» **Data lines**
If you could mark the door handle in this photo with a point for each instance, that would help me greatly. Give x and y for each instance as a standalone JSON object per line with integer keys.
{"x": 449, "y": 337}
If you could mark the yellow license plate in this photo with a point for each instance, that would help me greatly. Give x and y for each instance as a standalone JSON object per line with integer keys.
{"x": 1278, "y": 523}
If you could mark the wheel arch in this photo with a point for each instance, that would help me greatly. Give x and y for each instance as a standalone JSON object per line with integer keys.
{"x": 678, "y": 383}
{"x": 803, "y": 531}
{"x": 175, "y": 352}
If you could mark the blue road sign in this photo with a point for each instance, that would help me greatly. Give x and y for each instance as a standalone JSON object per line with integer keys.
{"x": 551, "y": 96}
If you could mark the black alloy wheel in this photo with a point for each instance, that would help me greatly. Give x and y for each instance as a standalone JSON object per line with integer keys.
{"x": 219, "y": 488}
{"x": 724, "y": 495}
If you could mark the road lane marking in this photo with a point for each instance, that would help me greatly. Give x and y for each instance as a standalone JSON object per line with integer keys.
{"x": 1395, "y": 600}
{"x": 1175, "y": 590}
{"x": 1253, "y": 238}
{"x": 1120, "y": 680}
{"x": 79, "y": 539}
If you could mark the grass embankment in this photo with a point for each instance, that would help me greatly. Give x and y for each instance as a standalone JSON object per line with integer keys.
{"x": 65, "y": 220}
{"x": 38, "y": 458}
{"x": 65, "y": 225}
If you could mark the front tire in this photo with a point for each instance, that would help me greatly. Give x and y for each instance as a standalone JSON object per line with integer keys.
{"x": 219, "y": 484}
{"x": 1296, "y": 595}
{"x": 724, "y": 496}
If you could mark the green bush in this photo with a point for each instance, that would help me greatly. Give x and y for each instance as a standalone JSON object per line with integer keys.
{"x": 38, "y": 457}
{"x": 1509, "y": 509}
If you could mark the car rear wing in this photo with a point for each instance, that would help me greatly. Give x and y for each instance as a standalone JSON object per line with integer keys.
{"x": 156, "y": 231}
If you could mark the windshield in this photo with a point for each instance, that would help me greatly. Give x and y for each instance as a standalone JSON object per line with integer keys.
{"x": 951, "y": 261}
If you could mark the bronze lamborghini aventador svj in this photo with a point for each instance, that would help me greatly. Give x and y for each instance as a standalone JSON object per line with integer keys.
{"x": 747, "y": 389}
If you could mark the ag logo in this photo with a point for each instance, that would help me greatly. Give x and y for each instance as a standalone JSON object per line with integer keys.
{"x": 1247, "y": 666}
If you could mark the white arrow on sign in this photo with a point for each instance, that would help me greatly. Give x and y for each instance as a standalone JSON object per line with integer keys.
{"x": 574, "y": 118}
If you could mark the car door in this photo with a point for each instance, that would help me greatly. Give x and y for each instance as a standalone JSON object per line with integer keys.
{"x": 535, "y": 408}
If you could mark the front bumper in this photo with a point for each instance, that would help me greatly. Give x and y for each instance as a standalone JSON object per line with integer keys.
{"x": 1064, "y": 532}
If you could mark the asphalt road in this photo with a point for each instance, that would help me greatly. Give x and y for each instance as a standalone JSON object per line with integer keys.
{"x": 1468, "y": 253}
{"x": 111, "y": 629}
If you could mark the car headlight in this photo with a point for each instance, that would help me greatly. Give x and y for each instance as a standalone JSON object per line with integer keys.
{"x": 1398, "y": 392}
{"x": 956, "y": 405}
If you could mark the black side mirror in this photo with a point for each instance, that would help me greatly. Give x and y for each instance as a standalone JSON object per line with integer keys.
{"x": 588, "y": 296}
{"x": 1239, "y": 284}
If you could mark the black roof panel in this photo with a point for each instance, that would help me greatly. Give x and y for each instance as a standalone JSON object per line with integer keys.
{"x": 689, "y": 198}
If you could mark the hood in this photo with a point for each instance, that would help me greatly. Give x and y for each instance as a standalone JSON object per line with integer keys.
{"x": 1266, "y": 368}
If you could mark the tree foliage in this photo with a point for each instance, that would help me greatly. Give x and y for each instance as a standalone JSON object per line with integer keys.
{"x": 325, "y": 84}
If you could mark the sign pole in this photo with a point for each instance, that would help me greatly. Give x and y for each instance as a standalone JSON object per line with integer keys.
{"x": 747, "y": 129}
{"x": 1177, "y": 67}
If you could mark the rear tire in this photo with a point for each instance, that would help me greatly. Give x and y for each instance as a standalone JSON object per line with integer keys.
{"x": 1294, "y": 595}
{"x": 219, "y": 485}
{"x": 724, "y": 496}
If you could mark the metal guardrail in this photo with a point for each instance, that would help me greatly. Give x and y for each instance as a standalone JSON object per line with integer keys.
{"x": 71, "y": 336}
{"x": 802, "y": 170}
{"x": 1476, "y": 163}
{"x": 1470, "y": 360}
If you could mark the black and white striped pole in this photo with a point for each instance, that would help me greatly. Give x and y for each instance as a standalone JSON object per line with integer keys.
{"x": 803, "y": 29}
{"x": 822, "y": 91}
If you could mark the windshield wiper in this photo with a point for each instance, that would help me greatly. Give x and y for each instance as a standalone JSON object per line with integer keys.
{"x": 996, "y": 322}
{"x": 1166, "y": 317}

» **Requirements**
Recast the lines above as a CSV with the two columns input and output. Each row should pair one line of text with all the coordinate lines that follow it. Put each field in double quotes and replace any line breaks inside a field with spaces.

» **The output**
input,output
"If you could mark the door handle in this photo with a point for each instance, that would help me greatly. Give x and y for each instance as a standalone JSON object per line with integer keys.","{""x"": 449, ""y"": 337}"
"If you could mark the yellow license plate in this photo with a point for each instance, that would help me greatly. Give x and y for each instance as a standalone JSON object per line with integer keys.","{""x"": 1278, ""y"": 523}"
"If you could mark the wheel arch in this photo with a point for each instance, that would help me greatly. Give x and y for each instance as a standalone JSON object per line with integer keys.","{""x"": 678, ""y"": 383} {""x"": 803, ""y"": 531} {""x"": 175, ""y"": 352}"
"If you could mark the blue road sign in this photo with a point for each instance, that would help me greatly. Give x and y for each instance as a standalone JSON object per line with integer keys.","{""x"": 551, ""y"": 96}"
"If you could mark the black alloy wheel in this photo with a point for each instance, that would help me greatly. Give x and y for each instance as a standalone JSON object per line with integer keys.","{""x"": 219, ""y"": 488} {""x"": 724, ""y"": 495}"
"If you could mark the road lane marking in this photo with a point for each instance, that would help me greatly. Give x and y for each instance as a standalone JSON object per line with integer keys.","{""x"": 1395, ""y"": 600} {""x"": 1175, ""y"": 590} {""x"": 1253, ""y"": 238} {""x"": 1120, ""y"": 680} {""x"": 79, ""y"": 539}"
"If you could mark the grass embankment in this photo with a point for each instance, that would help me greatly. Give x and y for each instance as a standalone JSON object per line with integer keys.","{""x"": 65, ""y"": 220} {""x"": 38, ""y"": 458} {""x"": 65, ""y"": 225}"
"If you could mark the front tire in this photo with a point for each instance, that would help me greatly. Give x and y for each instance as a standalone JSON object per line with integer keys.","{""x"": 219, ""y"": 484} {""x"": 1296, ""y"": 595} {""x"": 724, ""y"": 496}"
"If you could mark the green bush in this photo with a point for each instance, that would help me greatly. Give x and y for each instance as a standalone JSON object per line with integer keys.","{""x"": 38, ""y"": 457} {""x"": 1509, ""y"": 509}"
"If you could mark the car rear wing in this photo with a point for each instance, that would help me greatly. Give x and y for each instance as a standalone JSON object per line with integer keys.","{""x"": 156, ""y"": 231}"
"If you could mark the windshield in this photo with a point for each instance, that would help me greatly. Give x and y for each instance as a standalone JSON object per line with integer keys.","{""x"": 951, ""y"": 261}"
"If you could mark the bronze lamborghini aventador svj in this photo with a point for each instance, that would help me greatly. Give x and y for each instance as a standalone JSON object per line with integer keys.","{""x"": 747, ""y"": 389}"
"If you could mark the ag logo in this photo with a point for each instance, that would help me greatly. Give x and y for each instance as a standalone JSON object per line with integer keys.","{""x"": 1247, ""y"": 666}"
"If you could mark the white arrow on sign in this photo with a point for each instance, that would help me greatly. Give x and y for each instance as a standalone JSON object per line with integer keys.","{""x"": 574, ""y"": 118}"
"If you could mark the car door in this photo with a point for each instance, that would help me greatly. Give x and y for each instance as a standalone JSON object per line with integer keys.","{""x"": 535, ""y"": 408}"
"If you could mark the front bumper in this photo with a point for each instance, that would help me greatly. Give x and y for each instance as a standalone JSON object per line with integer keys.","{""x"": 1064, ""y"": 532}"
"If you could mark the asphalt road in this photo with a point for each instance, that would help me greatly. Give x and y for each instance as a standalone JSON object per line with integer keys.","{""x"": 1468, ""y"": 253} {""x"": 111, ""y"": 629}"
"If you could mark the car headlight in this photo with a point for each instance, that would help me greatly. Give x and y for each instance as a standalone JSON object per line with integer keys.","{""x"": 1398, ""y"": 392} {""x"": 956, ""y"": 405}"
"If you could mark the black side mirror in this photo with a point for each instance, that would help me greatly. Give x and y for each instance as a standalone JSON object per line with integer keys.","{""x"": 588, ""y"": 296} {""x"": 1239, ""y"": 284}"
"If you could mark the black roof panel in this photo with a point for each instance, that would help me greatly. Give x and y for each instance as a standalone JSON object per line with integer keys.","{""x"": 689, ""y"": 198}"
"If you could mark the hood in this photo with a point for each instance, that would help me greatly. Give x and y for each instance as a standalone JSON object per line with integer keys.","{""x"": 1266, ""y"": 368}"
"If you could mark the tree foliage in this photo with a point for each instance, that would help me greatly. Give x and y for each instance as a standalone JSON object per line with integer keys.","{""x"": 325, ""y"": 84}"
"If you could mark the sign pole in this photo with a point for each instance, that would help me greatly. Give x and y for each instance as a standalone JSON object per line with integer keys.","{""x"": 747, ""y"": 129} {""x"": 1177, ""y"": 67}"
"If you could mark the rear tire in this photo with a point for each instance, that would help me greatly. Give x and y for each instance as a standalone JSON object per line with integer keys.","{""x"": 1294, ""y"": 595} {""x"": 219, ""y"": 485} {""x"": 724, ""y"": 496}"
"If you could mark the metal guardrail in this photo with a point for each instance, that would help me greatly. Give x and y for each instance as a standalone JSON object per line with integer keys.","{""x"": 71, ""y"": 336} {""x"": 802, ""y"": 170} {""x"": 1476, ""y"": 163} {""x"": 1470, ""y"": 360}"
"If you could mark the black and white striped pole in this photo with a point for each instance, that would help me greatly. Give x and y for each instance as a standalone JSON object per line with integer keys.","{""x"": 803, ""y"": 29} {""x"": 822, ""y"": 91}"
"If you could mark the windshield wiper in this photo with a point for each instance, that would help me greatly. Give x and y for each instance as a standalone JSON object per line with integer keys.","{""x"": 996, ""y"": 322} {""x"": 1166, ""y"": 317}"